**PROBLEM:** Write out the advice column word for word, from "I have told" to "months. Any suggestions?".

**SELECTED TEXT:**
Dear Annie: My mother-in-law has a heart of gold and always tries to help out — even when it is not welcome.
My husband is in the military, and I’m a stay-at-home mom. When he leaves on deployment, his mother takes charge of his bills and decides how much of an allowance I get for groceries, gas, etc.
I have told my husband that I would like him to give me control of my own house. I know he tells his mother this, but she either won’t listen or doesn’t understand. I have no idea how to talk to her about this, and his next deployment is in a couple of months. Any suggestions?
— Overwhelmed Daughter-in-Law
Dear Overwhelmed: How does his mother get access to his bills? Are his paychecks coming to her? Since talking to Mom doesn’t help, your husband must set things up so that his income and household bills come directly to you. If you are living with Mom, he can open a post office box or have you pay some of the bills online. He must be willing to do this, or the situation will not change. Unless, of course, the money for these bills is coming out of Mom’s pocket. In that case, she has every right to manage the household and give you an allowance.
Dear Annie: My dad is in his 70s and is way past obese. He is so big, he becomes breathless walking from one room to another. Even when he is sitting, you can hear him fighting to breathe normally.

**DATA EXCERPTS:**
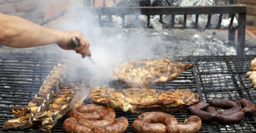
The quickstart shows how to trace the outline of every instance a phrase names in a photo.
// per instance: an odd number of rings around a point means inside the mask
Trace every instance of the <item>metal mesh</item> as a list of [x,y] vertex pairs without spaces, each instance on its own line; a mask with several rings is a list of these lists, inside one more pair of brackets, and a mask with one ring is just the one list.
[[[36,94],[44,78],[58,61],[55,59],[19,56],[18,57],[1,57],[0,55],[0,132],[38,132],[33,127],[29,129],[6,130],[3,128],[5,121],[14,117],[12,108],[14,106],[26,106]],[[28,57],[34,57],[33,58]],[[55,56],[51,56],[52,57]],[[255,103],[255,91],[244,74],[249,70],[250,56],[191,56],[190,59],[183,58],[180,61],[194,62],[195,66],[182,73],[175,80],[165,84],[156,85],[153,88],[165,90],[188,89],[197,92],[204,100],[213,98],[239,99],[245,98]],[[202,95],[200,93],[202,92]],[[116,110],[116,116],[124,116],[129,121],[126,132],[133,133],[131,125],[139,114],[123,113]],[[172,113],[179,122],[189,116],[186,112]],[[256,132],[255,116],[245,118],[237,124],[222,125],[214,122],[203,124],[199,132]],[[67,118],[58,120],[52,132],[63,132],[63,121]]]

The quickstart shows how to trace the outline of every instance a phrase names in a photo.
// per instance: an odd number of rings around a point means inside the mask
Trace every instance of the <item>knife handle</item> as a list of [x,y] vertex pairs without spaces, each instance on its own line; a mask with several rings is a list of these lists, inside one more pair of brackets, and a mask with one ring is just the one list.
[[73,43],[76,47],[78,47],[80,46],[79,42],[78,42],[78,41],[76,39],[76,38],[75,36],[74,36],[72,38],[72,41],[73,42]]

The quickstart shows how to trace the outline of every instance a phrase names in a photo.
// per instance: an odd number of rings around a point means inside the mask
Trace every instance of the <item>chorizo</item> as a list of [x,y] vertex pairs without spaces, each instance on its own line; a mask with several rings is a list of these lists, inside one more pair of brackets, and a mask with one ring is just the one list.
[[90,128],[93,130],[97,127],[109,125],[114,124],[115,120],[111,117],[104,117],[101,120],[90,120],[81,119],[78,121],[78,123],[81,125],[85,125]]
[[224,124],[233,124],[238,122],[244,117],[244,113],[242,111],[239,111],[229,114],[219,115],[218,122]]
[[254,104],[250,100],[245,98],[240,100],[240,105],[242,108],[242,110],[246,116],[253,115],[256,111]]
[[188,117],[183,123],[170,124],[167,127],[168,133],[194,133],[199,131],[202,126],[202,121],[196,116]]
[[68,118],[63,123],[63,130],[68,133],[92,133],[92,130],[77,123],[74,118]]
[[129,122],[127,119],[120,117],[116,120],[116,123],[110,125],[97,127],[94,129],[94,133],[123,133],[126,131]]
[[104,116],[113,118],[116,117],[116,113],[113,108],[103,106],[96,104],[87,104],[80,106],[76,108],[79,112],[81,113],[90,113],[94,112],[102,111],[104,113]]
[[82,113],[74,109],[70,109],[68,113],[68,117],[74,117],[77,120],[81,119],[85,119],[88,120],[98,120],[102,118],[104,116],[104,113],[101,111],[98,112],[94,112],[91,113]]
[[218,112],[216,111],[216,109],[215,109],[215,108],[212,106],[209,106],[209,107],[208,107],[207,109],[206,109],[206,112],[213,113],[216,115],[219,114]]
[[210,101],[209,103],[210,106],[215,108],[227,109],[221,112],[219,115],[232,114],[241,110],[236,102],[226,99],[213,99]]

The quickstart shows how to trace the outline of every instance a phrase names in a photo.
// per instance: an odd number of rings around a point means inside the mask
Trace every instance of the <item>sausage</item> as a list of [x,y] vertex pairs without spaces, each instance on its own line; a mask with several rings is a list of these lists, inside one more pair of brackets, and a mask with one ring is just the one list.
[[166,127],[163,123],[151,123],[140,120],[133,121],[131,127],[137,133],[166,133]]
[[151,123],[160,123],[166,126],[177,123],[176,119],[173,116],[161,112],[145,113],[138,116],[137,119]]
[[116,117],[116,113],[113,108],[96,104],[87,104],[80,106],[76,108],[79,112],[90,113],[100,111],[104,112],[105,116]]
[[240,107],[233,101],[223,99],[213,99],[210,101],[210,105],[216,108],[227,110],[222,111],[219,115],[232,114],[241,110]]
[[190,111],[192,115],[197,116],[202,121],[207,122],[211,122],[217,120],[217,116],[213,113],[205,112],[199,109],[192,109]]
[[242,111],[239,111],[229,114],[219,115],[218,122],[224,124],[233,124],[238,122],[244,117],[244,113]]
[[187,109],[188,111],[190,112],[193,109],[200,109],[203,110],[209,106],[209,104],[205,102],[202,101],[193,105],[190,106]]
[[206,112],[213,113],[216,115],[219,114],[218,112],[216,111],[216,109],[215,109],[215,108],[212,106],[209,106],[209,107],[208,107],[207,109],[206,109]]
[[196,133],[201,128],[202,121],[195,116],[190,116],[183,123],[170,124],[167,127],[168,133]]
[[240,100],[240,105],[243,108],[242,110],[246,116],[253,115],[256,111],[254,104],[250,100],[242,98]]
[[74,118],[68,118],[63,123],[63,129],[68,133],[92,133],[90,128],[77,123]]
[[85,125],[90,128],[93,130],[97,127],[109,125],[114,124],[115,120],[111,117],[104,117],[101,120],[90,120],[81,119],[78,121],[78,123],[81,125]]
[[101,111],[91,113],[82,113],[78,112],[76,109],[71,109],[68,113],[68,117],[74,117],[77,120],[79,120],[81,119],[98,120],[104,116],[104,113]]
[[127,119],[120,117],[116,120],[116,123],[106,126],[96,128],[94,133],[123,133],[126,131],[129,122]]

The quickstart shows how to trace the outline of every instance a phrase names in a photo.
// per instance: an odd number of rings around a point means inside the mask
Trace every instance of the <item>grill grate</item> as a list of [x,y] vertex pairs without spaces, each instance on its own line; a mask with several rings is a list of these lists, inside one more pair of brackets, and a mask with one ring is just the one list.
[[[45,56],[25,54],[6,56],[0,54],[0,132],[40,132],[34,127],[18,130],[2,128],[4,122],[13,117],[12,113],[13,106],[26,105],[33,99],[44,78],[57,64],[59,58],[47,58]],[[200,95],[201,92],[201,100],[207,101],[215,98],[234,100],[244,97],[253,100],[255,103],[255,91],[251,82],[244,76],[249,70],[251,61],[254,57],[256,56],[191,56],[189,58],[183,58],[180,61],[187,63],[191,60],[195,67],[183,73],[174,80],[158,84],[152,88],[165,90],[187,88]],[[127,118],[129,127],[126,132],[134,133],[131,124],[139,114],[115,111],[117,117]],[[180,122],[190,116],[186,112],[172,115]],[[255,117],[245,118],[240,123],[234,124],[219,125],[216,122],[210,125],[203,124],[199,132],[255,132]],[[59,119],[52,132],[63,132],[62,124],[66,118],[65,116]]]

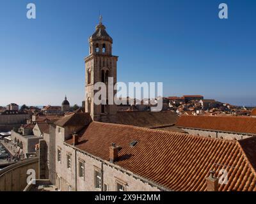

**REPLY TO THE TASK:**
I have told my husband that I would like him to give me control of my own house. I know he tells his mother this, but she either won’t listen or doesn’t understand. I have no idea how to talk to her about this, and his next deployment is in a couple of months. Any suggestions?